== Entries supplied ==
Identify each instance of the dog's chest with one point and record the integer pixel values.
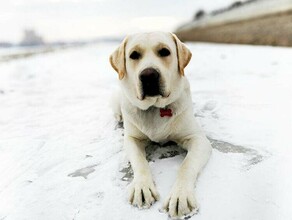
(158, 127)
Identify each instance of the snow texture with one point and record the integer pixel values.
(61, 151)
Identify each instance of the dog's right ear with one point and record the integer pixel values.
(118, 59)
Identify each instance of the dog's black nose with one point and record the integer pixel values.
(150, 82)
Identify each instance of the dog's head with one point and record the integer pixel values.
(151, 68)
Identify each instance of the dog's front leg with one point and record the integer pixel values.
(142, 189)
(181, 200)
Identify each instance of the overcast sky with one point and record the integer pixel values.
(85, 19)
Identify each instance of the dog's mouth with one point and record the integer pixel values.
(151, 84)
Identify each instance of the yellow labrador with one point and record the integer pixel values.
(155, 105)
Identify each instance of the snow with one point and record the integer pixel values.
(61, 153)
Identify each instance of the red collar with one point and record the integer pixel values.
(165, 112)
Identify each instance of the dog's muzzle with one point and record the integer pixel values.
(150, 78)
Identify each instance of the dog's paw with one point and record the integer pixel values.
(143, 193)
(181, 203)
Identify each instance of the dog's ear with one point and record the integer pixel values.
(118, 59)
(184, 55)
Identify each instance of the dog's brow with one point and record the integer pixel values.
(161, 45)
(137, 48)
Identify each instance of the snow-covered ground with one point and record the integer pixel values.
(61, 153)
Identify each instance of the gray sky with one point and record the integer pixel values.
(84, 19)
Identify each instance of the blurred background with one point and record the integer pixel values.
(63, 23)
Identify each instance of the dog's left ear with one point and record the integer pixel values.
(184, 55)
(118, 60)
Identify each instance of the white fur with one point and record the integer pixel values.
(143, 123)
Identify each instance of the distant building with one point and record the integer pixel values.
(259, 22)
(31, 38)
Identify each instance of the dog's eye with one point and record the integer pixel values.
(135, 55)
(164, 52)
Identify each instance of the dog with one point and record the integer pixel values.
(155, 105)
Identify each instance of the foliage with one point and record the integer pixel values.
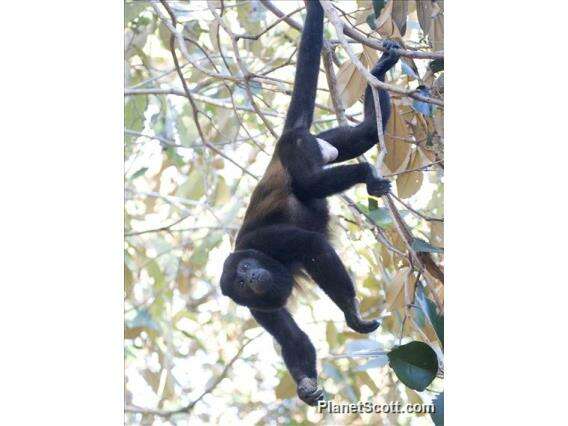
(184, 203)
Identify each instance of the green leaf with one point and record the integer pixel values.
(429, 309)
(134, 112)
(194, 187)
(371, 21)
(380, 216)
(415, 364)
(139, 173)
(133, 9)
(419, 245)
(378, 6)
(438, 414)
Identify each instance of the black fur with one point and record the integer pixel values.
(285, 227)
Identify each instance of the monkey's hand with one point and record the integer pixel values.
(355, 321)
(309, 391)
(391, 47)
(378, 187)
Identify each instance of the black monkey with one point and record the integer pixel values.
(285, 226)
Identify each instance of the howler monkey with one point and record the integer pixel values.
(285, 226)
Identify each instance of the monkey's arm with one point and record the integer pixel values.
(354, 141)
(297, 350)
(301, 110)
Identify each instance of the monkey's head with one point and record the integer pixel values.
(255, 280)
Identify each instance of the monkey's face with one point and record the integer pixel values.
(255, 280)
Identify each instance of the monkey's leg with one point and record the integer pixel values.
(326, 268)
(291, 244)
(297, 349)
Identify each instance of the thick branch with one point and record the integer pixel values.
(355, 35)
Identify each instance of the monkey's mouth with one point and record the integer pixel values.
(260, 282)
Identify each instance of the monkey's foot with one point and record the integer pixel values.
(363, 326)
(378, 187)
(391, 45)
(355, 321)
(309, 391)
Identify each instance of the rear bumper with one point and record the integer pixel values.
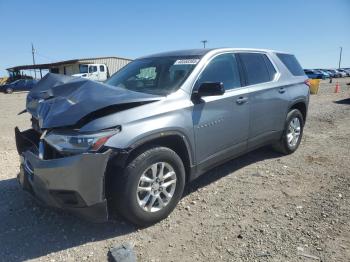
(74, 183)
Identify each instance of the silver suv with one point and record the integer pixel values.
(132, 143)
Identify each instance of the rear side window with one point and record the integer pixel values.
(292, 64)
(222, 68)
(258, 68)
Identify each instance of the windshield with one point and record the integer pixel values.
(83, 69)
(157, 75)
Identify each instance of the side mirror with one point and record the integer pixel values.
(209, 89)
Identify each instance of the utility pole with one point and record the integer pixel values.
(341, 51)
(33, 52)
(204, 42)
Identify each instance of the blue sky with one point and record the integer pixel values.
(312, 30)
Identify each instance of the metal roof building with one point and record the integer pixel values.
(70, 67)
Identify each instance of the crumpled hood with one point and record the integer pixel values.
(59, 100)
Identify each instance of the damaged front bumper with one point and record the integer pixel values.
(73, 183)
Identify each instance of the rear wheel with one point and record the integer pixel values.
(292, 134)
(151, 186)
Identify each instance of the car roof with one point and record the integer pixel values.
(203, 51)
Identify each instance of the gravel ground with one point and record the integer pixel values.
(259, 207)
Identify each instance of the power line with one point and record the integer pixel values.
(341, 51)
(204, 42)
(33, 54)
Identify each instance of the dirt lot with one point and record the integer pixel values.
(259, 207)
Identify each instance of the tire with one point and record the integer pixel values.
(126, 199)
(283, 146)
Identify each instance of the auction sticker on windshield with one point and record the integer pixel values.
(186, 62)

== Work request ==
Recopy the whole listing above precisely, excluding images.

== Expected answer ==
Identify each instance of the dog's chest with one point and record the integer pixel values.
(158, 127)
Identify each instance of the snow texture with one point and record the integer pixel values.
(61, 151)
Identify each instance of the dog's right ear with one point and record the integer pixel values.
(118, 59)
Identify each instance of the dog's black nose with one point and record the integer pixel values.
(150, 82)
Identify each instance of the dog's head with one point and record the integer pixel values.
(151, 68)
Identify each instance of the dog's front leg with one point and record the integer pixel values.
(142, 189)
(181, 200)
Identify each instance of the overcast sky with one point and record the integer pixel values.
(85, 19)
Identify each instance of the dog's mouth with one point and record the integer pixel values.
(151, 84)
Identify each instance of the yellow labrador with one point and record the integer pixel values.
(155, 105)
Identify each instance of the snow with one point and record the integer pixel values.
(61, 153)
Identify each instance of the red collar with one point and record the integer pixel values.
(165, 112)
Identify each instance of the dog's muzzle with one point and record the integer pixel values.
(150, 78)
Identify each instance of the dog's paw with one point and record the integer pixel values.
(143, 193)
(181, 203)
Identify each instance of the dog's ear with one point and record the integer pixel values.
(118, 59)
(184, 55)
Identify each instance of the dog's brow with one point and record the integer pixel values.
(161, 45)
(137, 48)
Identify each instance of the snow-covered ground with one point and record the integer pixel values.
(61, 153)
Identify each instance of the gray sky with one point and record the integer pixel values.
(84, 19)
Identify each instance of the blurred background with one point and record the integer pixel values.
(63, 23)
Identify each instance of the dog's left ear with one point and record the integer pixel values.
(184, 55)
(118, 60)
Identify each instance of the white fur with one point and record the integer pixel values.
(143, 123)
Identify each instance of the distant building with one point and record the integer pixel values.
(259, 22)
(31, 38)
Identify each instance of the dog's eye with one point and record the integer pixel values.
(135, 55)
(164, 52)
Identify each instance of the dog with one point and record the integer pixel values.
(155, 105)
Identify each instance of the foliage with one point and record the integer pixel values.
(184, 203)
Identify each instance of the green leaf with one point and record the integer pixel values.
(429, 309)
(134, 112)
(194, 187)
(371, 21)
(380, 216)
(415, 364)
(139, 173)
(133, 9)
(419, 245)
(378, 6)
(438, 414)
Identify each instance of the black fur with one point and record the integer pixel values.
(285, 227)
Identify each instance of the monkey's hand with one point and record the integer pixel values.
(355, 321)
(309, 391)
(391, 47)
(378, 187)
Identify each instance of the black monkey with one point and record the integer pixel values.
(285, 226)
Identify each instance of the howler monkey with one point and record the integer pixel values.
(285, 226)
Identify each instance of the monkey's arm with one point and record the integer pixel values.
(354, 141)
(297, 350)
(301, 110)
Identify each instance of the monkey's head with one point and record the integer pixel values.
(255, 280)
Identify each instance of the monkey's face with one point and record the integer pixel values.
(255, 280)
Identify each instance of the monkey's leg with one point and record the integer pixel values.
(326, 268)
(291, 244)
(297, 349)
Identify each instance of the thick branch with one point and record the integer pixel values.
(355, 35)
Identify each instance of the monkey's mouth with one point and record the integer pixel values.
(260, 282)
Identify each instance of the monkey's foot with one point and record the integer pixel values.
(363, 326)
(378, 187)
(391, 45)
(355, 321)
(309, 391)
Identify each instance of the rear bumper with one point and record the integer pixel values.
(74, 183)
Identify each instance of the silver suv with one point and record the integer pixel values.
(132, 143)
Identify each instance of the rear side window with one point and record the integer pixel values.
(292, 64)
(222, 68)
(258, 68)
Identify each instance of the windshield with one point and record the integer pixel values.
(83, 69)
(157, 75)
Identify each instance of the side mirror with one point and record the integer pixel values.
(209, 89)
Identify each instance of the utility pole with one point and record the integer pixel values.
(341, 51)
(33, 52)
(204, 42)
Identify each instance of the blue sky with one point and record the integer pixel values.
(312, 30)
Identify each instance of the metal roof building with one point and record the integer pixel values.
(70, 67)
Identify each instance of the crumpled hood with one point and record the integer pixel values.
(59, 100)
Identify each instance of the damaged front bumper with one point and record the integer pixel values.
(73, 183)
Identify each instance of the rear wheel with one point and record the integer pixel values.
(292, 134)
(151, 186)
Identify each instance of the car roof with one point and record the integer pixel values.
(203, 51)
Identify each instance of the gravel ground with one point and record the integer pixel values.
(259, 207)
Identify each instance of the power line with one point and record the integer pixel values.
(341, 51)
(204, 42)
(33, 54)
Identify each instance of the dirt lot with one point and record the integer pixel values.
(259, 207)
Identify each instance of the tire with one point and record the integer pixel values.
(126, 199)
(283, 146)
Identify each instance of the auction sticker on windshield with one point and record the integer pixel values.
(186, 62)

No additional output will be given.